━━━ ИСХОДНЫЙ ТЕКСТ

Страница 10 из 12
Пока что живое местечко в Осинке.
Полбеды — была бы Осинка исключением в нынешней сельской жизни. К сожалению, картина ее типична. Пустыми стоят деревни в костромских, тверских, псковских, смоленских, калужских землях, где издавна урожаем хлебов не хвалились, но гордились животноводством. Вспомним сыры — ярославские, костромские, вспомним знаменитое вологодское масло. Недавно на пути в полторы тысячи километров от Саранска до истока Днепра мы лишь дважды увидели стада коров.

━━━━━━
━━━ ПЕРЕЧЕНЬ ЗАПИСЕЙ

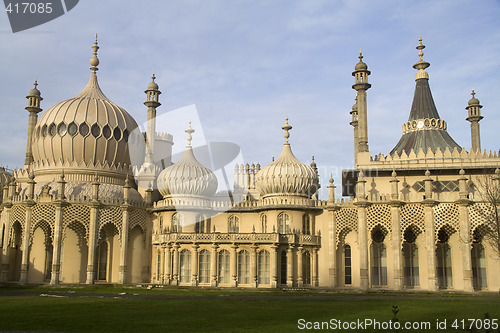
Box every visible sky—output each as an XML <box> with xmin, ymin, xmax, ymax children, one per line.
<box><xmin>0</xmin><ymin>0</ymin><xmax>500</xmax><ymax>199</ymax></box>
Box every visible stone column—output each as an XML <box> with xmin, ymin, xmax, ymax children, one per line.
<box><xmin>247</xmin><ymin>243</ymin><xmax>258</xmax><ymax>288</ymax></box>
<box><xmin>229</xmin><ymin>243</ymin><xmax>238</xmax><ymax>287</ymax></box>
<box><xmin>0</xmin><ymin>185</ymin><xmax>12</xmax><ymax>282</ymax></box>
<box><xmin>191</xmin><ymin>243</ymin><xmax>200</xmax><ymax>287</ymax></box>
<box><xmin>210</xmin><ymin>243</ymin><xmax>219</xmax><ymax>287</ymax></box>
<box><xmin>326</xmin><ymin>202</ymin><xmax>340</xmax><ymax>287</ymax></box>
<box><xmin>19</xmin><ymin>200</ymin><xmax>35</xmax><ymax>284</ymax></box>
<box><xmin>269</xmin><ymin>244</ymin><xmax>279</xmax><ymax>288</ymax></box>
<box><xmin>172</xmin><ymin>244</ymin><xmax>179</xmax><ymax>286</ymax></box>
<box><xmin>86</xmin><ymin>173</ymin><xmax>100</xmax><ymax>284</ymax></box>
<box><xmin>119</xmin><ymin>204</ymin><xmax>131</xmax><ymax>284</ymax></box>
<box><xmin>156</xmin><ymin>245</ymin><xmax>166</xmax><ymax>284</ymax></box>
<box><xmin>286</xmin><ymin>244</ymin><xmax>295</xmax><ymax>288</ymax></box>
<box><xmin>311</xmin><ymin>248</ymin><xmax>319</xmax><ymax>287</ymax></box>
<box><xmin>389</xmin><ymin>201</ymin><xmax>403</xmax><ymax>290</ymax></box>
<box><xmin>297</xmin><ymin>246</ymin><xmax>304</xmax><ymax>288</ymax></box>
<box><xmin>50</xmin><ymin>202</ymin><xmax>63</xmax><ymax>285</ymax></box>
<box><xmin>354</xmin><ymin>201</ymin><xmax>370</xmax><ymax>290</ymax></box>
<box><xmin>162</xmin><ymin>244</ymin><xmax>172</xmax><ymax>284</ymax></box>
<box><xmin>423</xmin><ymin>199</ymin><xmax>438</xmax><ymax>291</ymax></box>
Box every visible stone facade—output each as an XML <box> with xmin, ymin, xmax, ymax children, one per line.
<box><xmin>0</xmin><ymin>37</ymin><xmax>500</xmax><ymax>291</ymax></box>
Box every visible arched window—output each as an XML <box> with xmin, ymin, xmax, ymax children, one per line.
<box><xmin>194</xmin><ymin>215</ymin><xmax>205</xmax><ymax>234</ymax></box>
<box><xmin>471</xmin><ymin>242</ymin><xmax>488</xmax><ymax>289</ymax></box>
<box><xmin>436</xmin><ymin>229</ymin><xmax>453</xmax><ymax>288</ymax></box>
<box><xmin>238</xmin><ymin>250</ymin><xmax>250</xmax><ymax>284</ymax></box>
<box><xmin>280</xmin><ymin>250</ymin><xmax>287</xmax><ymax>285</ymax></box>
<box><xmin>344</xmin><ymin>244</ymin><xmax>352</xmax><ymax>285</ymax></box>
<box><xmin>403</xmin><ymin>229</ymin><xmax>420</xmax><ymax>287</ymax></box>
<box><xmin>302</xmin><ymin>214</ymin><xmax>311</xmax><ymax>235</ymax></box>
<box><xmin>258</xmin><ymin>250</ymin><xmax>270</xmax><ymax>284</ymax></box>
<box><xmin>179</xmin><ymin>250</ymin><xmax>191</xmax><ymax>283</ymax></box>
<box><xmin>260</xmin><ymin>214</ymin><xmax>267</xmax><ymax>234</ymax></box>
<box><xmin>97</xmin><ymin>240</ymin><xmax>108</xmax><ymax>281</ymax></box>
<box><xmin>219</xmin><ymin>250</ymin><xmax>230</xmax><ymax>284</ymax></box>
<box><xmin>198</xmin><ymin>250</ymin><xmax>210</xmax><ymax>283</ymax></box>
<box><xmin>170</xmin><ymin>213</ymin><xmax>184</xmax><ymax>232</ymax></box>
<box><xmin>302</xmin><ymin>251</ymin><xmax>311</xmax><ymax>285</ymax></box>
<box><xmin>229</xmin><ymin>215</ymin><xmax>240</xmax><ymax>234</ymax></box>
<box><xmin>278</xmin><ymin>213</ymin><xmax>290</xmax><ymax>234</ymax></box>
<box><xmin>371</xmin><ymin>228</ymin><xmax>387</xmax><ymax>286</ymax></box>
<box><xmin>156</xmin><ymin>250</ymin><xmax>161</xmax><ymax>281</ymax></box>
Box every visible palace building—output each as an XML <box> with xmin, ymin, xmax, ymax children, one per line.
<box><xmin>0</xmin><ymin>39</ymin><xmax>500</xmax><ymax>292</ymax></box>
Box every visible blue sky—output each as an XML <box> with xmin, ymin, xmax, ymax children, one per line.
<box><xmin>0</xmin><ymin>0</ymin><xmax>500</xmax><ymax>198</ymax></box>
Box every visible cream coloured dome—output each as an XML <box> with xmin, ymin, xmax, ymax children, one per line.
<box><xmin>157</xmin><ymin>122</ymin><xmax>218</xmax><ymax>198</ymax></box>
<box><xmin>256</xmin><ymin>118</ymin><xmax>318</xmax><ymax>197</ymax></box>
<box><xmin>32</xmin><ymin>37</ymin><xmax>137</xmax><ymax>182</ymax></box>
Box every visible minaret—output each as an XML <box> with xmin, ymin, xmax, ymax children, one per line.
<box><xmin>24</xmin><ymin>79</ymin><xmax>43</xmax><ymax>168</ymax></box>
<box><xmin>350</xmin><ymin>101</ymin><xmax>359</xmax><ymax>167</ymax></box>
<box><xmin>465</xmin><ymin>89</ymin><xmax>483</xmax><ymax>152</ymax></box>
<box><xmin>352</xmin><ymin>51</ymin><xmax>372</xmax><ymax>161</ymax></box>
<box><xmin>144</xmin><ymin>73</ymin><xmax>161</xmax><ymax>166</ymax></box>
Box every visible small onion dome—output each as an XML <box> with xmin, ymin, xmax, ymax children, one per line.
<box><xmin>28</xmin><ymin>79</ymin><xmax>40</xmax><ymax>97</ymax></box>
<box><xmin>148</xmin><ymin>73</ymin><xmax>159</xmax><ymax>90</ymax></box>
<box><xmin>354</xmin><ymin>51</ymin><xmax>368</xmax><ymax>71</ymax></box>
<box><xmin>157</xmin><ymin>122</ymin><xmax>218</xmax><ymax>198</ymax></box>
<box><xmin>256</xmin><ymin>118</ymin><xmax>318</xmax><ymax>197</ymax></box>
<box><xmin>469</xmin><ymin>89</ymin><xmax>479</xmax><ymax>106</ymax></box>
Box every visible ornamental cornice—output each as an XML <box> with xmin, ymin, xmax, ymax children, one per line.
<box><xmin>403</xmin><ymin>118</ymin><xmax>447</xmax><ymax>134</ymax></box>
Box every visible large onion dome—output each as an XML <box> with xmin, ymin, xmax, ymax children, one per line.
<box><xmin>157</xmin><ymin>122</ymin><xmax>218</xmax><ymax>198</ymax></box>
<box><xmin>32</xmin><ymin>38</ymin><xmax>137</xmax><ymax>182</ymax></box>
<box><xmin>256</xmin><ymin>118</ymin><xmax>318</xmax><ymax>198</ymax></box>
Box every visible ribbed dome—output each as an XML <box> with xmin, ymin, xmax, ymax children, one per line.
<box><xmin>256</xmin><ymin>119</ymin><xmax>318</xmax><ymax>197</ymax></box>
<box><xmin>157</xmin><ymin>124</ymin><xmax>218</xmax><ymax>198</ymax></box>
<box><xmin>32</xmin><ymin>37</ymin><xmax>137</xmax><ymax>178</ymax></box>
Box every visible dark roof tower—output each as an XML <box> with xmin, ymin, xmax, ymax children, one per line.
<box><xmin>390</xmin><ymin>38</ymin><xmax>461</xmax><ymax>155</ymax></box>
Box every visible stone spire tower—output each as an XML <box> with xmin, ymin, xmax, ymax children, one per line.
<box><xmin>349</xmin><ymin>97</ymin><xmax>359</xmax><ymax>165</ymax></box>
<box><xmin>390</xmin><ymin>38</ymin><xmax>461</xmax><ymax>156</ymax></box>
<box><xmin>465</xmin><ymin>89</ymin><xmax>483</xmax><ymax>152</ymax></box>
<box><xmin>352</xmin><ymin>51</ymin><xmax>372</xmax><ymax>160</ymax></box>
<box><xmin>144</xmin><ymin>73</ymin><xmax>161</xmax><ymax>166</ymax></box>
<box><xmin>24</xmin><ymin>79</ymin><xmax>43</xmax><ymax>168</ymax></box>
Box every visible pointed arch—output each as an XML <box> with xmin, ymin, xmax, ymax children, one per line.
<box><xmin>61</xmin><ymin>220</ymin><xmax>88</xmax><ymax>283</ymax></box>
<box><xmin>127</xmin><ymin>225</ymin><xmax>146</xmax><ymax>283</ymax></box>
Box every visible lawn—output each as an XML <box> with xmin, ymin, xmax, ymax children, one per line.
<box><xmin>0</xmin><ymin>287</ymin><xmax>500</xmax><ymax>332</ymax></box>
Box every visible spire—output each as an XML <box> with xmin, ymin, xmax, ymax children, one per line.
<box><xmin>90</xmin><ymin>34</ymin><xmax>99</xmax><ymax>74</ymax></box>
<box><xmin>184</xmin><ymin>121</ymin><xmax>194</xmax><ymax>147</ymax></box>
<box><xmin>390</xmin><ymin>38</ymin><xmax>460</xmax><ymax>155</ymax></box>
<box><xmin>281</xmin><ymin>117</ymin><xmax>292</xmax><ymax>145</ymax></box>
<box><xmin>465</xmin><ymin>89</ymin><xmax>483</xmax><ymax>152</ymax></box>
<box><xmin>413</xmin><ymin>37</ymin><xmax>431</xmax><ymax>80</ymax></box>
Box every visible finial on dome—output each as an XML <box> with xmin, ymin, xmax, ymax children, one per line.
<box><xmin>281</xmin><ymin>117</ymin><xmax>292</xmax><ymax>144</ymax></box>
<box><xmin>90</xmin><ymin>34</ymin><xmax>99</xmax><ymax>74</ymax></box>
<box><xmin>417</xmin><ymin>36</ymin><xmax>425</xmax><ymax>61</ymax></box>
<box><xmin>184</xmin><ymin>121</ymin><xmax>194</xmax><ymax>147</ymax></box>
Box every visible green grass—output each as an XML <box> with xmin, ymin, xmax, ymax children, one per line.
<box><xmin>0</xmin><ymin>286</ymin><xmax>500</xmax><ymax>332</ymax></box>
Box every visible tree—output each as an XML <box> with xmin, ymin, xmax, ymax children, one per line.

━━━━━━

Продолжите исходный текст об Осинке и опустевших деревнях, начав сразу после его последнего предложения.

Деревенская жизнь не просто лежит на боку, она брошена, втоптана в землю. Не пашется даже треть черноземов в тамбовских, воронежских, липецких землях. Беда так велика, что мало кто знает, как ее одолеть, о ней, как о безнадежно больном, не решаются даже и говорить. Беда состоит не только в разрушении экономики. С гибелью деревень умирает пласт вековой культуры Руси — привычки, обычаи, нравственность, умение владеть плугом и топором. Исчезают прекрасные песни, еще недавно звучавшие. Все они корнями уходили в деревенскую жизнь. В прошлом году с Николаем Старченко мы заглянули в смоленскую Глотовку. Ничего не осталось от прежней жизни, кроме брошенных изб. На въезде камень: «Тут родился поэт Михаил Исаковский», тот самый, написавший «Одинокую гармонь» и много других прекрасных песенных стихов. Какая гармонь сегодня! — ни собачьего лая не слышно, ни петушиного крика, ни смеха ребенка, ни огонька в окнах, ни дыма из труб.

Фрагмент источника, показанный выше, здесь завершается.